■ Point localization data:
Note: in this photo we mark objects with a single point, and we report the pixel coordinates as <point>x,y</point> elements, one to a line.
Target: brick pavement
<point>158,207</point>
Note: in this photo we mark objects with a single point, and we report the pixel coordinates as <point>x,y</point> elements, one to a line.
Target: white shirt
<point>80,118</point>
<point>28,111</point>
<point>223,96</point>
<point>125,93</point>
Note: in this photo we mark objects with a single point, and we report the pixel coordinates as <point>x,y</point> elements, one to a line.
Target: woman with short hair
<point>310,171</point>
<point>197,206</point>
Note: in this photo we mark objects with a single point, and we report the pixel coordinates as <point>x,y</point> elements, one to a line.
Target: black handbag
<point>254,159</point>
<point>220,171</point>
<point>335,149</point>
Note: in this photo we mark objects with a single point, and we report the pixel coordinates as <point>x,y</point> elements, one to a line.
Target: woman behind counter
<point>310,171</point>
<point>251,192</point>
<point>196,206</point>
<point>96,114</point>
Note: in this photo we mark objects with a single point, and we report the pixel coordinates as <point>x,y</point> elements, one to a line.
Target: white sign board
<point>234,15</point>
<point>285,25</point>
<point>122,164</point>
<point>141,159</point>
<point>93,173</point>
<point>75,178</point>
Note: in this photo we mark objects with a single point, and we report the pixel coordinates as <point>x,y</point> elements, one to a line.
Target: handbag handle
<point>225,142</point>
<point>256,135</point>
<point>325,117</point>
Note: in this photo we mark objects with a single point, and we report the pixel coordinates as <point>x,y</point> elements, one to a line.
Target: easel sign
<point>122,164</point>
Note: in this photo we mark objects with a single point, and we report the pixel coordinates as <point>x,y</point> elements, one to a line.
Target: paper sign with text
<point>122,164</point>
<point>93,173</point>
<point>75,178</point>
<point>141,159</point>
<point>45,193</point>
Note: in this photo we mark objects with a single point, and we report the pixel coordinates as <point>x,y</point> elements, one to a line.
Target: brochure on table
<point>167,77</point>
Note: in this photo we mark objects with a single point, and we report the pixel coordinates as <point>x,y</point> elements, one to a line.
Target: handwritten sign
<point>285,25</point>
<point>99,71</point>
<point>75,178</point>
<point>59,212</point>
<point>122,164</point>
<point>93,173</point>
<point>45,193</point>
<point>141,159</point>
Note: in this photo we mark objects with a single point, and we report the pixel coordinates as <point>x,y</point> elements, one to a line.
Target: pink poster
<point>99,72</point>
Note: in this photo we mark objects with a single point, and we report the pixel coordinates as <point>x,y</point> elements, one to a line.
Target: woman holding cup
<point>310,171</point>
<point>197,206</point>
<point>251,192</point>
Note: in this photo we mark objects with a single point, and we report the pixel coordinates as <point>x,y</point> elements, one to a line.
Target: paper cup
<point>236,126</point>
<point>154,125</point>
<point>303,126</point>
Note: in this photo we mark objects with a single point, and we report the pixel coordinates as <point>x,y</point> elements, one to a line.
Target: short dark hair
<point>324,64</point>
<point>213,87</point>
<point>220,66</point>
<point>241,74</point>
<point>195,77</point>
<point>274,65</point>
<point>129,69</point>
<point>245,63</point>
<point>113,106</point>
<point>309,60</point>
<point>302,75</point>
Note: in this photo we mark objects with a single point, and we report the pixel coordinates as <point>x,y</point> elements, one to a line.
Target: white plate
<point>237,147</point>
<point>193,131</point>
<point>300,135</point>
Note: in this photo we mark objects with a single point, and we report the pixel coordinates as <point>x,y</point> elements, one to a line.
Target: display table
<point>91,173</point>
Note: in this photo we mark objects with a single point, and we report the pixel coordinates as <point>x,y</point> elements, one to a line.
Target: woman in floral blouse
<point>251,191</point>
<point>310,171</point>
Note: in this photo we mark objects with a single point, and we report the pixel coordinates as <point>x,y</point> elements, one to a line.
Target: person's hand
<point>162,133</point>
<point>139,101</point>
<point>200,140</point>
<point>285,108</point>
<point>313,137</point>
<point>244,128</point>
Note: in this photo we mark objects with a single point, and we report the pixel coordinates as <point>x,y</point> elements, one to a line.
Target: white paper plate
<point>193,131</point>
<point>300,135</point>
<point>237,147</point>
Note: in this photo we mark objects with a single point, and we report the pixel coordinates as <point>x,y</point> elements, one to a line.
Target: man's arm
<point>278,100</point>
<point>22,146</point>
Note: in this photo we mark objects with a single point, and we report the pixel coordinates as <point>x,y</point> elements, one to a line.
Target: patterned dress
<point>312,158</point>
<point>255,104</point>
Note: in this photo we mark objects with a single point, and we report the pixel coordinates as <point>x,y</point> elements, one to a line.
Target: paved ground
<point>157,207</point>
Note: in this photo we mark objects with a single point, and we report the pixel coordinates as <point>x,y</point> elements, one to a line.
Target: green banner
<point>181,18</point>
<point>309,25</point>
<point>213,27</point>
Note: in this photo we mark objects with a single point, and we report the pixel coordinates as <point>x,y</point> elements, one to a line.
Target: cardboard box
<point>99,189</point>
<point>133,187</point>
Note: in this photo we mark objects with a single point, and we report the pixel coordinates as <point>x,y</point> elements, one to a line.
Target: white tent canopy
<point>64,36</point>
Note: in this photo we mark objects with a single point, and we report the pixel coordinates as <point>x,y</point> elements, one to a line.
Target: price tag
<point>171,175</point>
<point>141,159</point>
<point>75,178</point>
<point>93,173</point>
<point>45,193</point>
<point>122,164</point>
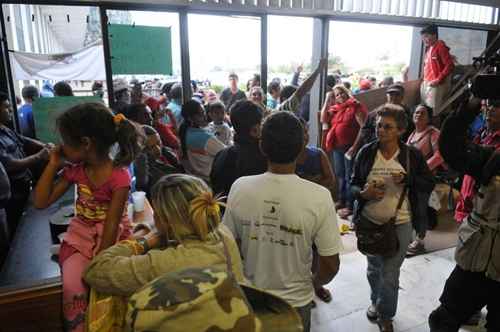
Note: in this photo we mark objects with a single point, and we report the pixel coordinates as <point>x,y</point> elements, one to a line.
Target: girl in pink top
<point>88,131</point>
<point>425,138</point>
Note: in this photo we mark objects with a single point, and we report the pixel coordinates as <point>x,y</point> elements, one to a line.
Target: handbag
<point>381,240</point>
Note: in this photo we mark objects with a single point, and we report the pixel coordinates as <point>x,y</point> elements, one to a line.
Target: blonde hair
<point>184,206</point>
<point>343,89</point>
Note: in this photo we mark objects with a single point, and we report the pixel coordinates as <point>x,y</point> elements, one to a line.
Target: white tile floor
<point>421,282</point>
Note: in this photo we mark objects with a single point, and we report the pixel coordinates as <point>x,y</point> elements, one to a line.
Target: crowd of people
<point>279,227</point>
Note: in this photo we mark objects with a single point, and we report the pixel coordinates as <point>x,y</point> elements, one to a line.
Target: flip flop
<point>344,213</point>
<point>323,294</point>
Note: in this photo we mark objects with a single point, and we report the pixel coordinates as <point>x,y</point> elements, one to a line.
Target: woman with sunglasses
<point>386,188</point>
<point>425,138</point>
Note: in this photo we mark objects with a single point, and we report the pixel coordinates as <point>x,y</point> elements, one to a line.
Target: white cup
<point>138,198</point>
<point>130,211</point>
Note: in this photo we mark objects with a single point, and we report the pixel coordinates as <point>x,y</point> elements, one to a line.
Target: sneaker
<point>372,313</point>
<point>385,325</point>
<point>474,319</point>
<point>417,247</point>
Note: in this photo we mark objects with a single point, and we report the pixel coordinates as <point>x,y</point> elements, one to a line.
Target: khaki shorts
<point>435,96</point>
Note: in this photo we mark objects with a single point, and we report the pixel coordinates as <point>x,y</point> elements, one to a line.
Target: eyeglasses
<point>385,126</point>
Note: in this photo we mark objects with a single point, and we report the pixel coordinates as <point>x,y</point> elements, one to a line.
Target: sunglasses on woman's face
<point>385,126</point>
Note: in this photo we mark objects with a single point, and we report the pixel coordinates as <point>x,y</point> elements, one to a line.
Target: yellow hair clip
<point>118,118</point>
<point>208,201</point>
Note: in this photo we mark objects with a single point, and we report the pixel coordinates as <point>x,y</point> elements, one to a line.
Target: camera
<point>486,85</point>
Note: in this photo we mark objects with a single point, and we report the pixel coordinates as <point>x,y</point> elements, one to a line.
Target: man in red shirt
<point>489,136</point>
<point>438,65</point>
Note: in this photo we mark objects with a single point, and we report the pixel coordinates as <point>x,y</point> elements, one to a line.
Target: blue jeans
<point>343,171</point>
<point>383,275</point>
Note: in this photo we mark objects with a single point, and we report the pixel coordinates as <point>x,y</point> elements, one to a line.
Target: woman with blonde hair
<point>342,116</point>
<point>188,235</point>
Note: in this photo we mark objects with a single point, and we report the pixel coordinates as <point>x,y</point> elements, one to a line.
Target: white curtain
<point>86,64</point>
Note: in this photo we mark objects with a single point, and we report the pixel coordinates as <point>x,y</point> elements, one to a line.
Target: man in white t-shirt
<point>276,217</point>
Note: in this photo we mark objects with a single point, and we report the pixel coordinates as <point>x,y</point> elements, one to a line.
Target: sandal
<point>385,325</point>
<point>344,213</point>
<point>323,294</point>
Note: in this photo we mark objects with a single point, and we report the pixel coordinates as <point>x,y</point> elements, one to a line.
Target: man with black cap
<point>438,65</point>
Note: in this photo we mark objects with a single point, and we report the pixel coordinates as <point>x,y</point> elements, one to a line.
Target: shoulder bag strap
<point>405,187</point>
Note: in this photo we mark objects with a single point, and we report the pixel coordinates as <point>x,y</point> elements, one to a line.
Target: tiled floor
<point>421,282</point>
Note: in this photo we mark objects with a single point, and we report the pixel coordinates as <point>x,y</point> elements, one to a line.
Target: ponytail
<point>184,208</point>
<point>97,122</point>
<point>204,212</point>
<point>130,139</point>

■ ABOUT THIS TASK: Repeat exactly the lines above, starting with the line that contains "Target: sandal" and ending with the last line, both included, and nothing else.

■ ANSWER TO THE EXERCISE:
Target: sandal
<point>385,325</point>
<point>344,213</point>
<point>323,294</point>
Note: in this photo we mark objects with a single point, and we report the pixel coordinates as <point>x,y</point> elements, one to a line.
Target: man with black cap
<point>438,65</point>
Note: in this photo we mark objects with a single point, and we report the pixel coordinates as <point>x,y</point> elements, one to a line.
Target: shoulder bag strap
<point>405,187</point>
Note: in this photo we mark objects with a single point, and we report the pixel coordinates as <point>x,y</point> elements, one to a line.
Target: tiled floor
<point>421,282</point>
Note: in this photo we mark objects with a single point, and we report the pixel coordinates as <point>x,y</point> elements, one to a line.
Target: ponytail
<point>184,208</point>
<point>97,122</point>
<point>204,212</point>
<point>130,139</point>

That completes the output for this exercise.